======== Material provided ========

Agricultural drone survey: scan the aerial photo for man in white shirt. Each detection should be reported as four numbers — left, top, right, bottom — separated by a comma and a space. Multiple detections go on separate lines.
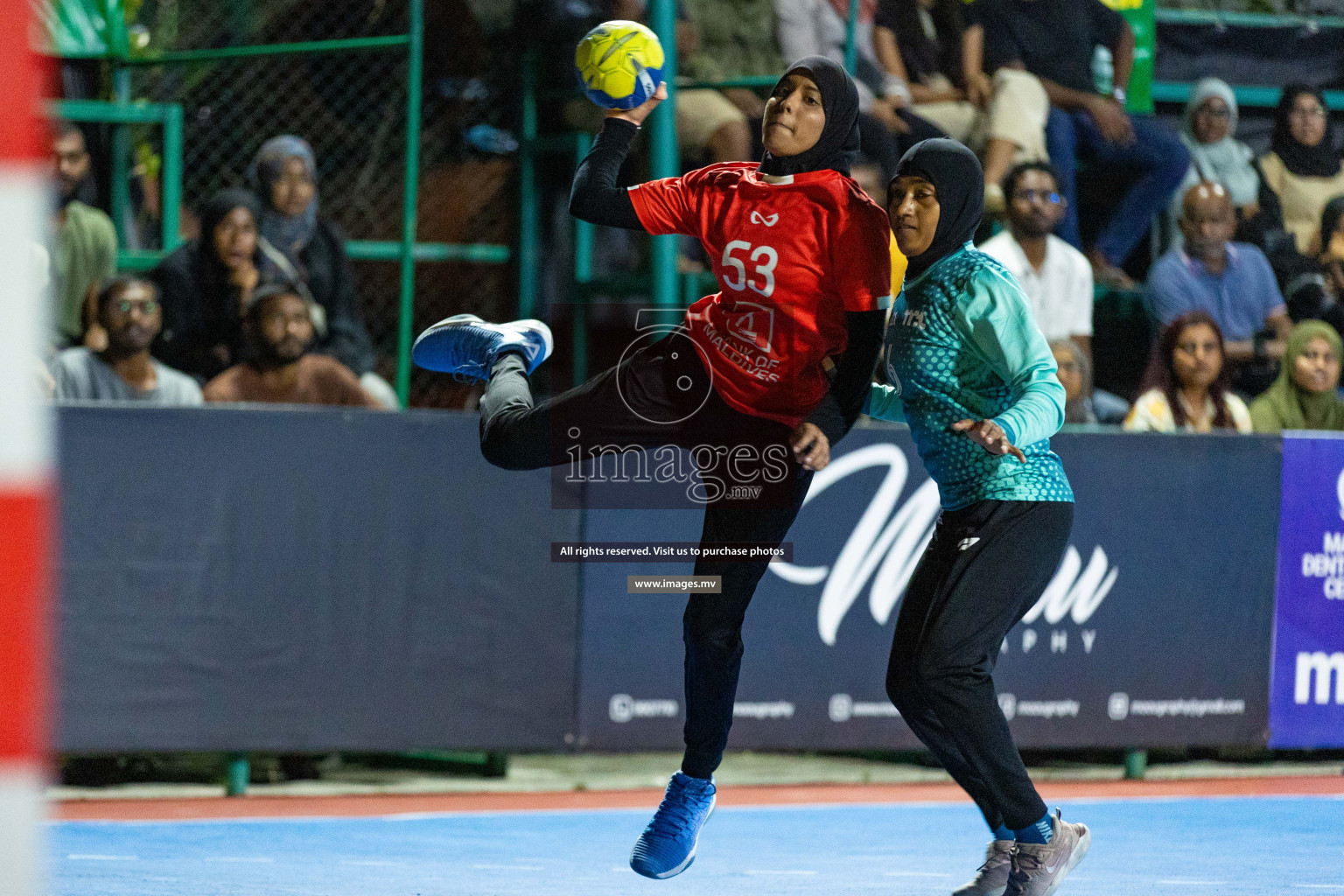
980, 161, 1093, 359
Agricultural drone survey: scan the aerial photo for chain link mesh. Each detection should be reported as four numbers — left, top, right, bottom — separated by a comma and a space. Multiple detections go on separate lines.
116, 0, 516, 407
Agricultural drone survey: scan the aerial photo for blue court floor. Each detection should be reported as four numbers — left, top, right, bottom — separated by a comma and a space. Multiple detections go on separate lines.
52, 796, 1344, 896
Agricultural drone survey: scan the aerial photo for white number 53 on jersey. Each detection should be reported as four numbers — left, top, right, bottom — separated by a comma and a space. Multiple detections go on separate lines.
719, 239, 780, 297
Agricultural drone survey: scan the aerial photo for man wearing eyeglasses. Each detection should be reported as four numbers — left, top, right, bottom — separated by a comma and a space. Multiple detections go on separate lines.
51, 276, 201, 406
980, 161, 1093, 359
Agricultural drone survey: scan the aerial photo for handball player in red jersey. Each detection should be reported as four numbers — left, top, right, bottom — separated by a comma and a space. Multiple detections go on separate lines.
414, 56, 891, 878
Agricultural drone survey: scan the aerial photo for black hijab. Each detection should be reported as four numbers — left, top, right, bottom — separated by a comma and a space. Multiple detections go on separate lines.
892, 137, 985, 282
200, 189, 261, 268
1270, 85, 1340, 178
760, 56, 859, 178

========

* **Short problem**
Restate each entry word for word, leaving out any pictures.

* **Expected answer**
Agricultural drone survey: scan the aerial photo for man in white shirt. Each detection should be reported as four numbers — left, top, right, bottom — separated by a comma and a space. Multiple detections go on separate lines.
980, 161, 1093, 359
Agricultural drone survey: scan the aerial photo for chain link mesh. Each detection should be reported as four numbers — left, top, right, bottom — separated by a comma and a space. Multiple detections go on separate lines.
116, 0, 516, 407
Agricultural drone survey: scan the aerial photo for blue court floor. Each detection should be reported as four numbers — left, top, right, bottom — separated by a comma and a space. Multiple detections go on separate lines.
52, 796, 1344, 896
Agricultural drone survey: scan the aerial photo for white number 53 on jersey. Each detection should be reported as four numbers — left, top, right, bottom — separated by a comma and a space. Multiple detections go on separate lines.
719, 239, 780, 297
Agricultural drone survey: scan the aerial photo for man wearing eyeglasses. Each detection should be reported as four numbers — left, top, right, bottom — separated by a comma and a space. Multiple detections go on separate lines.
51, 276, 201, 406
980, 161, 1093, 359
Agricultural drone survey: scan the aerial photo for handball player in red jersey. Each detection should be reported as four numbers — left, top, right, bottom — separated by a comma and a space. Multiple detections go on separate lines.
414, 56, 891, 878
Agricultural drone survey: scan the aerial photo for black hijab. Each detection should be reported as four numbers — left, top, right, bottom — separated by a comma and a space. Multiple detections go on separate lines.
892, 137, 985, 282
200, 189, 261, 268
1270, 85, 1340, 178
760, 56, 859, 178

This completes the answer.